What is being asked »
Answer these questions about the lost-sheep reflection.
(a) Where had the lost sheep probably wandered?
(b) Why could the shepherd probably still see the sheep he left most of the time?
(c) Where does the writer's 3-year-old wander?

Text shown »
* BEGIN *

But one day as I thought, “Oh, this story again!” and rolled my eyes, something dawned on me, the lost sheep wasn’t necessarily lost for long! The lost sheep had probably just wandered to the other side of a bush or a rock were he thought the grass would be yummier and the shepherd merely lost sight of him. The shepherd would have had to be counting constantly to even realize that ONE sheep was missing from so many in the first place, and once he realized this he simply, but frantically, began to search the other side of all the bluffs, rocks and bushes nearby.  He wasn’t actually abandoning the other sheep, rather, just looking for the one who was lost… probably not even really leaving earshot of the sheep he left in the pasture. In fact, he could probably even see the sheep he left most of the time because he was taller than the rocks and bushes and bluffs he was searching behind. However, he was worried enough about the dangers outside of the safety of the herd that he had to rush to search, heart racing, blood pounding in his ears. When he finds the poor, curious, little guy the relief is so great that it is uncontainable. This is why He carries him on his shoulders rejoicing.

The terror and joy that the shepherd feels would be akin to the terror and subsequent joy I feel when my 3-year-old wanders to the other side of the clothes rack in the mall. Because I cannot see her I begin to practically hyperventilate, imagining every possible horror story come true in my life in an instant, calling out her name and searching frantically. When I find her, even if it has only been a few minutes that she was lost, the moment is burned into my memory forever. I cannot contain my relief and for a week I tell everyone how happy I am to have all my children after my recent “kidnapping scare”. Because this happened, does it mean that somehow I am a bad mother or even that the child is bad? No!

* END *

(Source data)
* BEGIN *

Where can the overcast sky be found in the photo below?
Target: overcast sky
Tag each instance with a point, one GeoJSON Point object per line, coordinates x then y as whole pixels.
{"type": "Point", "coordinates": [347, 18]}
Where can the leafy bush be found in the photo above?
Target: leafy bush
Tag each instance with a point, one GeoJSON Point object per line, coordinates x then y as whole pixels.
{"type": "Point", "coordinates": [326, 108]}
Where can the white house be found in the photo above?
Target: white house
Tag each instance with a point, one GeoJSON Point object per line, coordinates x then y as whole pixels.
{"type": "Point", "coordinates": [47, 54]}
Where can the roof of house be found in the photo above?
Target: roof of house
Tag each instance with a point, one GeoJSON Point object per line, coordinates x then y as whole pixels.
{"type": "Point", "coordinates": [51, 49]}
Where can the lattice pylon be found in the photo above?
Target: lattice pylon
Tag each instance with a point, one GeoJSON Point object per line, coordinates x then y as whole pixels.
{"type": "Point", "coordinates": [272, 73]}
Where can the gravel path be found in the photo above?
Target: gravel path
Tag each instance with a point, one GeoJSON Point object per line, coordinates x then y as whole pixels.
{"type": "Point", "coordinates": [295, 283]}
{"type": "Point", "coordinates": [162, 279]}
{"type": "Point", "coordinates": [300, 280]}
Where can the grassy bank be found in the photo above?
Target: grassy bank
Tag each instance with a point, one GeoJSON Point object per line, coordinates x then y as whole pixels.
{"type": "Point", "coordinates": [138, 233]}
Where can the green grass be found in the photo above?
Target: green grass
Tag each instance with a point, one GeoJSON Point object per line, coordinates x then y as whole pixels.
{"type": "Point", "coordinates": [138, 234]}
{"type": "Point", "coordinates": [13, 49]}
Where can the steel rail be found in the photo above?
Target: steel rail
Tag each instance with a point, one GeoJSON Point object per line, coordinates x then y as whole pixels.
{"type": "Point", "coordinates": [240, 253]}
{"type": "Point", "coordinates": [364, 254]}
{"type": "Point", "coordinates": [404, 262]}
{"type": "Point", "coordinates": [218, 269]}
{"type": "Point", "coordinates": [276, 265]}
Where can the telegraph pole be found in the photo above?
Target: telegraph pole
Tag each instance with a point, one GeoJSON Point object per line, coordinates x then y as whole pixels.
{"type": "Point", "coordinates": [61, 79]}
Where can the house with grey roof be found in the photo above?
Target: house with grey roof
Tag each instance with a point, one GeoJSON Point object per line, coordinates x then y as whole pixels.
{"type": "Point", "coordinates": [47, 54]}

* END *

Right answer »
(a) To the other side of a bush or a rock, where he thought the grass would be yummier.
(b) He was taller than the rocks, bushes and bluffs he was searching behind.
(c) To the other side of the clothes rack in the mall.